### Data excerpts:
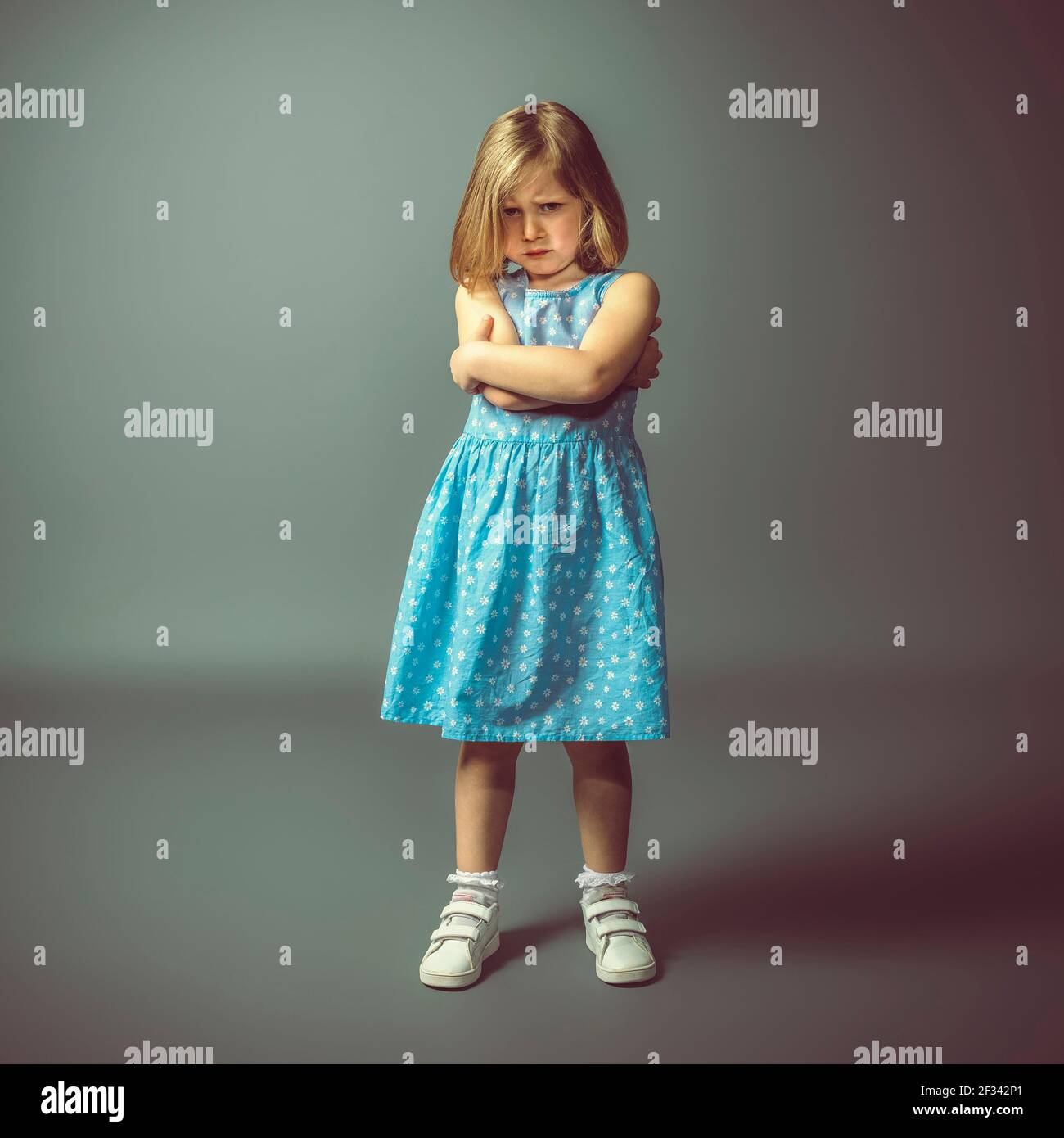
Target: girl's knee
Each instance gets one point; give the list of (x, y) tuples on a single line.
[(606, 752)]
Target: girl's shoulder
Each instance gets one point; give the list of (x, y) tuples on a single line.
[(633, 279)]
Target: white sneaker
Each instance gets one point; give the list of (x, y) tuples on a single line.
[(459, 947), (623, 953)]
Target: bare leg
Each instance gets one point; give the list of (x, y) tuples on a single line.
[(483, 796), (602, 793)]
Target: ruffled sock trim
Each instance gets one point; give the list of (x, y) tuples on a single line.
[(489, 878), (591, 878)]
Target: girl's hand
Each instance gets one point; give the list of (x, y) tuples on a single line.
[(460, 358), (647, 365)]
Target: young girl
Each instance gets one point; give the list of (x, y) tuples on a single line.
[(533, 607)]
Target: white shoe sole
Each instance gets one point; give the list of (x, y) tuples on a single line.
[(620, 975), (459, 979)]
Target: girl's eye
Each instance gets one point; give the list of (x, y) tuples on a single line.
[(547, 205)]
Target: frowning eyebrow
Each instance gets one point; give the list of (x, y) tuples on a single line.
[(547, 197)]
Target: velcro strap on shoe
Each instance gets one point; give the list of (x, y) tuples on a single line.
[(459, 931), (618, 924), (611, 905), (470, 908)]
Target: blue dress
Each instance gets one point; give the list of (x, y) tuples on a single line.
[(534, 600)]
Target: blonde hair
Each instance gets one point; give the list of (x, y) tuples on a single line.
[(516, 147)]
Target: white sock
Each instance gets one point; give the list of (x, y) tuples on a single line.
[(592, 882), (481, 887)]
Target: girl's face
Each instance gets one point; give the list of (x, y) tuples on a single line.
[(542, 215)]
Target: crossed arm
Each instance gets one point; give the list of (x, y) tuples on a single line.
[(490, 359)]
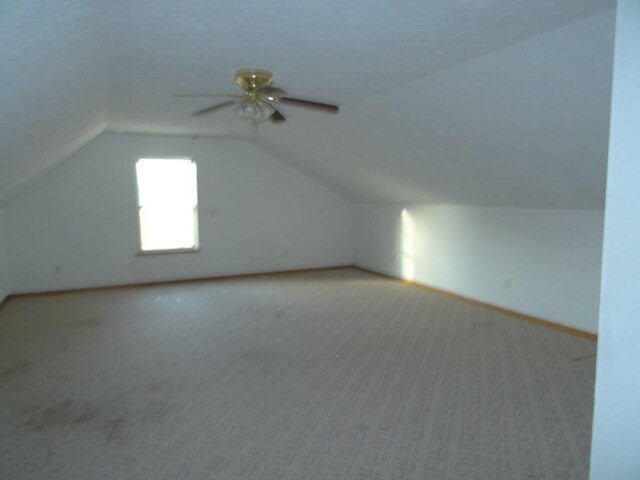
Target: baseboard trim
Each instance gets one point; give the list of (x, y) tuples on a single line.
[(4, 301), (238, 276), (512, 313)]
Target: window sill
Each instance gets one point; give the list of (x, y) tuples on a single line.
[(146, 253)]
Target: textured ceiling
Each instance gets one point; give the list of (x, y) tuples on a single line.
[(405, 133)]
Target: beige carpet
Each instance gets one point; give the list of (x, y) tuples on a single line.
[(330, 375)]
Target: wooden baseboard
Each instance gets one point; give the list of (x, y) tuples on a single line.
[(490, 306), (4, 301), (496, 308), (239, 276)]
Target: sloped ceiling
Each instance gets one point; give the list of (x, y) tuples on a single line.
[(54, 85), (486, 102)]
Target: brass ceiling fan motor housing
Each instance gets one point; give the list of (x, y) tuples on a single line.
[(253, 79)]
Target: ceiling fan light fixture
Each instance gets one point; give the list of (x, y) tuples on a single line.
[(254, 111)]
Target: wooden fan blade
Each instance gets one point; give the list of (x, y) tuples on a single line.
[(272, 93), (277, 117), (215, 108), (298, 102), (199, 95)]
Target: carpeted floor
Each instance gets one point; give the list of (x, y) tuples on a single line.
[(329, 375)]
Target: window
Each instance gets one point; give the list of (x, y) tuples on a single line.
[(167, 204)]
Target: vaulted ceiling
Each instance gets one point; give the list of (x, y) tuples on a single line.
[(495, 102)]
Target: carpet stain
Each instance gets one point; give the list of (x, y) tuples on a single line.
[(14, 370), (59, 415), (89, 322)]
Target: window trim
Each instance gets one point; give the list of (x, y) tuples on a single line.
[(165, 251)]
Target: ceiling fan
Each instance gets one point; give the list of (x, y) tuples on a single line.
[(259, 99)]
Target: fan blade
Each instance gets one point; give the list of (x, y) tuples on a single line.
[(273, 94), (215, 108), (298, 102), (199, 95), (277, 117)]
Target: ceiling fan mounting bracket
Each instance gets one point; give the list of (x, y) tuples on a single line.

### How to complete this task:
Transcribe everything above exactly. Do not include the pictures.

### Answer section:
Target: girl's knee
Each instance gets one point; give the list of (x, y) tuples on a single line.
[(606, 752)]
Target: girl's shoulder
Each instance gets one point; give the list of (x, y) tuples on a single line.
[(633, 279)]
Target: white sneaker
Each instance gets one point; give the list of (x, y) tuples on a single line.
[(459, 947), (623, 953)]
Target: bare leg
Each instance gets one point; give the list of (x, y) tuples on a single line.
[(483, 796), (602, 793)]
Target: ruffled sock trim
Each instance gets one point; give the list of (x, y) tuples on a single line.
[(489, 878), (591, 878)]
Target: girl's hand
Each instance gets one point; give the list of (x, y) tuples on a single line.
[(460, 358), (647, 365)]
Target: young girl
Each instance gets one point; give the list of (x, y) tuples on a single line.
[(533, 607)]
Target: white shoe sole
Each instance gets one point; give the list of (x, y) tuples on a single line.
[(620, 975), (459, 979)]
Target: girl's eye
Each instance gets one point; give the list of (x, y) tuples on a single line.
[(547, 205)]
Target: frowning eyebrow
Each instance gets one point; give the list of (x, y) tuples on a single line.
[(547, 197)]
Target: velcro strap on shoe
Each instance gets one point; give the list of (x, y) tuples on a single line.
[(459, 931), (618, 924), (611, 905), (470, 908)]
Target: blue dress
Each instance gets one point; give the list of (x, y) tuples on a single line.
[(534, 600)]
Target: blonde hair
Each instance gets one point; give the list of (x, y) tuples on a single line.
[(516, 147)]
Target: white sock
Each instance gets one point; give the list of (x, y) tuples on a single line.
[(592, 882), (481, 887)]
Target: girl's face
Each instance gets one point; give the list of (x, y) tuples on a single line.
[(542, 215)]
Target: crossed arm
Each instance gets one point; give the list of (x, y) tuples on a single line.
[(490, 359)]
Target: baseboard trim
Each instance gets one point; give the list of (x, y) tuples on a single line.
[(4, 301), (238, 276), (512, 313)]
Target: window sill
Each instance gets one point; give the list of (x, y) tuples on a single line.
[(146, 253)]
Target: textured ceiling
Each instance gets one point; give the list of (x, y) tuples on a single line.
[(405, 133)]
Target: beige carpet
Each instance gets one point; give the list of (x, y) tuples on a single line.
[(330, 375)]
Target: wooden baseboard
Each instance gets one point; give the list of (x, y) tuples on a single line.
[(490, 306), (4, 301), (496, 308), (239, 276)]
Target: sloped ceiling
Each instance gets one point; give the list of (x, y) tuples on a single line.
[(54, 85), (486, 102)]
Target: brass ceiling fan motor housing
Each instance gets one point; give the list of (x, y) tuples on a single line.
[(253, 79)]
Target: ceiling fan light fixture
Each instance gets one point; give the list of (x, y) tuples on a single line.
[(254, 111)]
Target: wooden fan blade
Each instance gets one point; give the list of (x, y) tuples on a single line.
[(272, 93), (277, 117), (215, 108), (298, 102), (199, 95)]
Target: carpeted floor
Each instance gets one point; give the list of (x, y) tuples on a single line.
[(329, 375)]
Target: window
Each instance gets one point; give the list of (x, y) tuples on a single line.
[(167, 204)]
Target: vaulted ceiling
Each instance gets one point; give the list of (x, y) tuples on a single line.
[(495, 102)]
Target: carpet stain
Each instance gets one point; give the list of (x, y) tuples on a single line.
[(14, 370), (59, 415), (89, 322)]
Target: window trim
Each instance gets one point; give the list of (x, y) tuples on a single line.
[(165, 251)]
Target: ceiling fan
Each instance gets one point; give the list of (x, y) tuples on a single line.
[(259, 99)]
Target: fan blade
Each instance gets one point; give the list of (x, y) tuples on a single line.
[(273, 94), (215, 108), (298, 102), (199, 95), (277, 117)]
Target: ceiling fan mounting bracket
Each instance gets one point; give the list of (x, y) tuples on a single line.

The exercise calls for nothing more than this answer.